> _Written instruction a_: Copy out the rows from the line with "Target phrase = bicycle fork" through the last line of the rows, inclusive.

> _Selection_:
How Did the Court Analyse the Issues?

S Mohan J began the analysis by emphasizing the gravity of citing fictitious authorities. He noted that the administration of justice is a “solemn and serious undertaking” and that the court relies on the “absolute integrity” of the materials presented by counsel. The citation of non-existent cases is not merely a technical error but a fundamental breach of the duty to the court.

The Ridehalgh Test: Stage 1 (Improper, Unreasonable, or Negligent Conduct)

The court applied the definitions from Ridehalgh v Horsefield [1994] Ch 205. “Improper” conduct includes any conduct which would ordinarily be held to justify disbarment or striking off. “Unreasonable” conduct is that which is vexatious or designed to harass. “Negligent” conduct is a failure to act with the competence reasonably to be expected of ordinary members of the profession.

Regarding Mr. Goh (the solicitor on record), the court found his conduct negligent. As the person who signed and filed the submissions, he bore the “ultimate responsibility” to check the veracity of the authorities. The court held at [61]:

“Mr Goh bore the ultimate responsibility to properly check the veracity and accuracy of the submissions before filing them with the court.”

Regarding Mr. Sidhu (the assisting solicitor), the court found his conduct also fell below the required standard. He had reviewed the draft prepared by the paralegal but failed to check the LawNet database when he could not find the cases. The court rejected the notion that he could simply pass on research without verification. The court noted that even if the use of AI was not explicitly admitted, the “blind reliance” on unverified research—whether human or machine-generated—was unreasonable and negligent.

> _Written instruction b_: According to the passage on the court's analysis, why was Mr. Goh's conduct found negligent?

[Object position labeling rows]
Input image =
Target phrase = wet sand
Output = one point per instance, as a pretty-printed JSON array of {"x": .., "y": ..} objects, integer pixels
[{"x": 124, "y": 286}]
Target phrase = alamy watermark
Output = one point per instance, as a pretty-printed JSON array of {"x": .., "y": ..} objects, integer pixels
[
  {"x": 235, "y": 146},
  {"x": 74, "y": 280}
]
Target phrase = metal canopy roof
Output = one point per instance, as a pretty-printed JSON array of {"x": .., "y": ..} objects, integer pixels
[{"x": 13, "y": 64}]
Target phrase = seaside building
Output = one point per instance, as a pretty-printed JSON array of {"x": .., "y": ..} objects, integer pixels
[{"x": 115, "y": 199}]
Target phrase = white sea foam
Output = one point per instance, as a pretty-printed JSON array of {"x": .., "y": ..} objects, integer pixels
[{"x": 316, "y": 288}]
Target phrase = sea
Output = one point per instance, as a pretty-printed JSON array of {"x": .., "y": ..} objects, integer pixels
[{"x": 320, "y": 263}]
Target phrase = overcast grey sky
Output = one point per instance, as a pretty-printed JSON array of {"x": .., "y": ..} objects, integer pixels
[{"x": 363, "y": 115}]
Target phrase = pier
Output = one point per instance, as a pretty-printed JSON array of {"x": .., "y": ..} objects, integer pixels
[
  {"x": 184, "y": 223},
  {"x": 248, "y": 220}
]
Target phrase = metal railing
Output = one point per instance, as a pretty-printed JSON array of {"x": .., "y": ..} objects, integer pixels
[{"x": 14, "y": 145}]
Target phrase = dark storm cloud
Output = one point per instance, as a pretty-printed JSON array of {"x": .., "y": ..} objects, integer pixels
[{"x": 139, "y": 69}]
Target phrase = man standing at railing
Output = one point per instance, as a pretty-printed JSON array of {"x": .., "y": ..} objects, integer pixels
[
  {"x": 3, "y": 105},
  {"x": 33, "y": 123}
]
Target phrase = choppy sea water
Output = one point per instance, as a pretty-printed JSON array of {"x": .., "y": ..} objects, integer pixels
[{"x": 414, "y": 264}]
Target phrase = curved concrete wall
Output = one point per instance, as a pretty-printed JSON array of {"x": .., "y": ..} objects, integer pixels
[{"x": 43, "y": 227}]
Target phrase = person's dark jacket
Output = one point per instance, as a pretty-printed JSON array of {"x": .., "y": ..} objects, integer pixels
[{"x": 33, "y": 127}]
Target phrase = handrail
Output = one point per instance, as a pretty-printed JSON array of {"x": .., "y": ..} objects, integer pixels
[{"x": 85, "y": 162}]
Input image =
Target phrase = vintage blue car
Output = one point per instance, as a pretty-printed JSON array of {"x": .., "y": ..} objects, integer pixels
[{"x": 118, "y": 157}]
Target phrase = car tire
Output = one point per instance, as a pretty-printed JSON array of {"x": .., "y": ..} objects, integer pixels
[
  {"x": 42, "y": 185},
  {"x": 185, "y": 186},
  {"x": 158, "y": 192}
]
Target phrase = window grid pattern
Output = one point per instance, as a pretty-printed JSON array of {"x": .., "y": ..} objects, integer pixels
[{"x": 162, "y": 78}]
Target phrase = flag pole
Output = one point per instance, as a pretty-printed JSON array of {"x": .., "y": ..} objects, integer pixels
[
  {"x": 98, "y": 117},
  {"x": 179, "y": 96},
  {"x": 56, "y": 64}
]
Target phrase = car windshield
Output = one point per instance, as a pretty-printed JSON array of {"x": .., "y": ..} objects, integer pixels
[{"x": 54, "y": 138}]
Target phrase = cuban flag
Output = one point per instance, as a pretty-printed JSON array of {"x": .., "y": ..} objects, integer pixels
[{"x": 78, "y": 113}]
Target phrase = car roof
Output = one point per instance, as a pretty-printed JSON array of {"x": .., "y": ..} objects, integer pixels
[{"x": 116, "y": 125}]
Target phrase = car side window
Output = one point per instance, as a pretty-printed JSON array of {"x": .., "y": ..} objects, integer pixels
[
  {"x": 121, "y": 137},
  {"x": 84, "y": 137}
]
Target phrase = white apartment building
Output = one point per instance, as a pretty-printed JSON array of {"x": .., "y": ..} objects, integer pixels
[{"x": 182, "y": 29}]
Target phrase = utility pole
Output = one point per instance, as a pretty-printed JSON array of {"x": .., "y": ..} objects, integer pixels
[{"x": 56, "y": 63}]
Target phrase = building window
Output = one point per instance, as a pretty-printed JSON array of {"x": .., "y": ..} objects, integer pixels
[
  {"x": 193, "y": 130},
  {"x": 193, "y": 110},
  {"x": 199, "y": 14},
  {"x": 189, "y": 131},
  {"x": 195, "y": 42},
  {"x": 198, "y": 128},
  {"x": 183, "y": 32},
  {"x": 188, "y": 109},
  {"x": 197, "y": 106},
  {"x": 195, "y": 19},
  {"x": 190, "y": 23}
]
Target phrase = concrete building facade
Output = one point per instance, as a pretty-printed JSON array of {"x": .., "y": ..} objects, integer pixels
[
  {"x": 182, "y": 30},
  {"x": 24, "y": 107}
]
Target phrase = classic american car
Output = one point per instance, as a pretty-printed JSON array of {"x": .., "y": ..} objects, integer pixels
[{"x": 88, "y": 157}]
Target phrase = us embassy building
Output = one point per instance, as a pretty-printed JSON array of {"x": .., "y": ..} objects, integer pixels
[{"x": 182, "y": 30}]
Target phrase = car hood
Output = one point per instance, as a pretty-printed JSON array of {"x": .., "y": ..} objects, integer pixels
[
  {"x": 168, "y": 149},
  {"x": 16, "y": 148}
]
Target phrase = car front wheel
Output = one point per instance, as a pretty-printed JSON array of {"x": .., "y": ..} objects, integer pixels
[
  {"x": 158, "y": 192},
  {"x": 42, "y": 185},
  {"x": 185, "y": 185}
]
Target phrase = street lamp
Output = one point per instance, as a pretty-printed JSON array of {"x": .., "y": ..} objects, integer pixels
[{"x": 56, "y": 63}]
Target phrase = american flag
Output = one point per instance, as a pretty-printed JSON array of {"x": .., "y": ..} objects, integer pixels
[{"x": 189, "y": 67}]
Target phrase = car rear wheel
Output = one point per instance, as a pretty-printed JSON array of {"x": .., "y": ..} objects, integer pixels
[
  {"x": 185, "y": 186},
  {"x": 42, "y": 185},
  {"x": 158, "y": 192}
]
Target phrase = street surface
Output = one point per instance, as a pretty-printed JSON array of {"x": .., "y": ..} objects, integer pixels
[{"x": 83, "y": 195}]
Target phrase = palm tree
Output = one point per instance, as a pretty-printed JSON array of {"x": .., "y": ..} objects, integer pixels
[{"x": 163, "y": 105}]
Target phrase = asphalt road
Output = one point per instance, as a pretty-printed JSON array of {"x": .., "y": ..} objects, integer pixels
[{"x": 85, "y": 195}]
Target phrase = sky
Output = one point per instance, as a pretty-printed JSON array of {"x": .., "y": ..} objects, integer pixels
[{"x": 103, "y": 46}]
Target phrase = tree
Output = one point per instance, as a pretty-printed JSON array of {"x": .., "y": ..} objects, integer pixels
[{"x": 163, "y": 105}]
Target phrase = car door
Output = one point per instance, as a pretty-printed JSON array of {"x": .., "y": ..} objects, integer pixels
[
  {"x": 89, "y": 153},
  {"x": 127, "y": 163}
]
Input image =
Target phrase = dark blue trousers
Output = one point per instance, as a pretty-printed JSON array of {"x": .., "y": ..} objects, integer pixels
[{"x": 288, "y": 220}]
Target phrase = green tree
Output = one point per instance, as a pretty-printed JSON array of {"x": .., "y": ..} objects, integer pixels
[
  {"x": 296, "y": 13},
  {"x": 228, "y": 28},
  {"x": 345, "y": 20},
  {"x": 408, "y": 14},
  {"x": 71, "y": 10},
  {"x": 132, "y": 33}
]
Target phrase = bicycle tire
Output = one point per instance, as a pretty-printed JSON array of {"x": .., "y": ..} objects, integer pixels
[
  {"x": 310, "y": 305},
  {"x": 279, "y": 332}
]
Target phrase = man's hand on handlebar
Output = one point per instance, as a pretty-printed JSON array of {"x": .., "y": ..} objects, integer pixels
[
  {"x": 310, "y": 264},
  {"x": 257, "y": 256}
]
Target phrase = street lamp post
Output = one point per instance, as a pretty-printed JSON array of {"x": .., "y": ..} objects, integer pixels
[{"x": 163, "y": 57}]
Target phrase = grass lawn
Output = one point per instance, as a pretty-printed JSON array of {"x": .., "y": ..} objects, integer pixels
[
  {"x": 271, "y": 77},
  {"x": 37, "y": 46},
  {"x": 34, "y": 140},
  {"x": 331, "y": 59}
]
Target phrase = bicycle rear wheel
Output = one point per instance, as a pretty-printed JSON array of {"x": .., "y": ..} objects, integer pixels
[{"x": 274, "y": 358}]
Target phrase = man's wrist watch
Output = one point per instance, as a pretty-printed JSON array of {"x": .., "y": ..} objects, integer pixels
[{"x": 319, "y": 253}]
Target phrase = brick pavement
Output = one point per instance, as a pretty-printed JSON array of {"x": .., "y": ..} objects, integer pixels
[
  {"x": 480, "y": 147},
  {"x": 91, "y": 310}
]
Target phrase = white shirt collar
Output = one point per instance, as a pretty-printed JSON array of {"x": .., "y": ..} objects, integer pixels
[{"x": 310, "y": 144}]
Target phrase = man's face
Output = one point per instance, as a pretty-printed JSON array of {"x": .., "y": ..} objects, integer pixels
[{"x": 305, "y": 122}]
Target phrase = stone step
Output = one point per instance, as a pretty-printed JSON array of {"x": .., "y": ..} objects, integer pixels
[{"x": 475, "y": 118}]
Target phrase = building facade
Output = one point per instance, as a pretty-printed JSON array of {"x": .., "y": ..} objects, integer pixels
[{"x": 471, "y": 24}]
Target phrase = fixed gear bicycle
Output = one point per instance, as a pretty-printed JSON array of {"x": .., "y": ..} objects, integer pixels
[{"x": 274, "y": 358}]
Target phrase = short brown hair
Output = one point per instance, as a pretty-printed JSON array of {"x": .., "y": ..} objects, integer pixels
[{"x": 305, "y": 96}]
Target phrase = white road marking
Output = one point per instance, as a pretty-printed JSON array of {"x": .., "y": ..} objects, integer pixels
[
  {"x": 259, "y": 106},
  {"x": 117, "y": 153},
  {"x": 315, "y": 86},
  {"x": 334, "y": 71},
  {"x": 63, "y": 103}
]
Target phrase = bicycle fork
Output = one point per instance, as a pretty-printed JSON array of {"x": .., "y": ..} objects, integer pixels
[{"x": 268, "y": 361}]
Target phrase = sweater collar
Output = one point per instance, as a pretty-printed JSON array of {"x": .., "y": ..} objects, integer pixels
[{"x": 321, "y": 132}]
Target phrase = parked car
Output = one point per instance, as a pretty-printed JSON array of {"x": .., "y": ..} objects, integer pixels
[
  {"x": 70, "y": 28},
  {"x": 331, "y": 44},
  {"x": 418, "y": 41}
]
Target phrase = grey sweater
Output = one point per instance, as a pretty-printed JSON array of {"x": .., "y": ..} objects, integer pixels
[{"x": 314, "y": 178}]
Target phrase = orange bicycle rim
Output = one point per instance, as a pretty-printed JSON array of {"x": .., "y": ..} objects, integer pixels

> _Complete answer a_:
Target phrase = bicycle fork
Output = one point per instance, as a pretty-printed JSON array of {"x": .., "y": ..} objects, integer pixels
[{"x": 268, "y": 361}]
Target phrase = sweater collar
Output = one point per instance, as a pretty-printed JSON array of {"x": .., "y": ..} objects, integer pixels
[{"x": 321, "y": 132}]
Target phrase = parked car
Output = one point per instance, as a pretty-printed JSON array of {"x": .., "y": ..} objects, integer pixels
[
  {"x": 70, "y": 28},
  {"x": 331, "y": 44},
  {"x": 418, "y": 41}
]
Target phrase = grey sweater
Output = one point per instance, as a pretty-printed JSON array of {"x": .., "y": ..} objects, integer pixels
[{"x": 314, "y": 178}]
Target phrase = orange bicycle rim
Output = one point per instance, as a pretty-printed JSON array of {"x": .., "y": ..} objects, integer pixels

> _Complete answer b_: Mr. Goh was the solicitor on record who signed and filed the submissions, so he bore the ultimate responsibility to check that the authorities in them were true and accurate before filing them with the court.